## Extract
***

How to Recognize ADHD Symptoms at Every Age
ADHD in Adolescents
In the teen years, hyperactivity tends to decline, but your child may feel restless and be uncomfortable sitting for long periods.
At this stage, Barkley notes, “other problems, with time, motivation, organization -- these are going to become the costliest symptoms for them.”
An adolescent with ADHD may have a hard time concentrating on school work, but may do well with video games, which offer immediate rewards.
All teens can be emotional, but one with ADHD may have more trouble keeping her emotions in check.
Because of the tendency to be impulsive, a teen with ADHD might engage in risky behaviors, including using alcohol and drugs, lying, stealing, and having unprotected sex. Safety in the car may also be an issue. “This is one of the worst disorders you can have while operating a motor vehicle,” says Barkley.
ADHD in Adults
The hyperactivity that comes with ADHD wanes with age. But impulsivity, an inability to focus, and a lack of inhibition can continue to create problems in many areas of life for adults.
An adult with ADHD may:
- Be messy and disorganized
- Have trouble paying attention
- Struggle to finish tasks
- Lose keys, wallet, sunglasses, or cell phone often
- Take shortcuts, behind the wheel and at work
- Engage in risky sex and drug and alcohol abuse
- Quit jobs on impulse
- Use credit cards to excess
- Make poor food choices
He may also tend to have relationship problems. “Their divorce rate is very high,” says Barkley.
Still, if you get a diagnosis as an adult, it may give you a new understanding of issues you have struggled with since childhood. Treatment can help you with your symptoms, so stick with it. If you find it's no longer working, talk to your doctor about making adjustments.

***

## Record set
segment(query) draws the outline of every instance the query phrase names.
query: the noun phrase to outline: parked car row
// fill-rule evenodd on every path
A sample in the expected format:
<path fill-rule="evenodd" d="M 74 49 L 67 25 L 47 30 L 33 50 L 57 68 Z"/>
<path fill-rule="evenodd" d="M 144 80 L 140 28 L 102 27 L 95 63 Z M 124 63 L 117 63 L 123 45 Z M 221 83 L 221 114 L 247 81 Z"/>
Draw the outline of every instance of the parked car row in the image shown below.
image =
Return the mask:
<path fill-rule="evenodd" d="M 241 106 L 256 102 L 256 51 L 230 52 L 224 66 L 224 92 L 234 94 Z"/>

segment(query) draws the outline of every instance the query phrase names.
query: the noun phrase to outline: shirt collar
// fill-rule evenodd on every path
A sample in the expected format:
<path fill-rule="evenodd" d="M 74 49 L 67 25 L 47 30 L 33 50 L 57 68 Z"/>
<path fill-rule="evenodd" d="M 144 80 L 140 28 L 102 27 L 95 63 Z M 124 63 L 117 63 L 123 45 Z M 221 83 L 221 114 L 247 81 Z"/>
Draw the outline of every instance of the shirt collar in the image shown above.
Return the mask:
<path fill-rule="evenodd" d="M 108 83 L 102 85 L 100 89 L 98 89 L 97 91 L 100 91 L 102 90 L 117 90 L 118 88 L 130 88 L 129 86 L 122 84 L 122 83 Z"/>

***

## What you are asked to do
Reproduce word for word the part of the ADHD symptoms text that begins with the words containing "ADHD in Adults" and ends with "about making adjustments.".

## Result for this task
ADHD in Adults
The hyperactivity that comes with ADHD wanes with age. But impulsivity, an inability to focus, and a lack of inhibition can continue to create problems in many areas of life for adults.
An adult with ADHD may:
- Be messy and disorganized
- Have trouble paying attention
- Struggle to finish tasks
- Lose keys, wallet, sunglasses, or cell phone often
- Take shortcuts, behind the wheel and at work
- Engage in risky sex and drug and alcohol abuse
- Quit jobs on impulse
- Use credit cards to excess
- Make poor food choices
He may also tend to have relationship problems. “Their divorce rate is very high,” says Barkley.
Still, if you get a diagnosis as an adult, it may give you a new understanding of issues you have struggled with since childhood. Treatment can help you with your symptoms, so stick with it. If you find it's no longer working, talk to your doctor about making adjustments.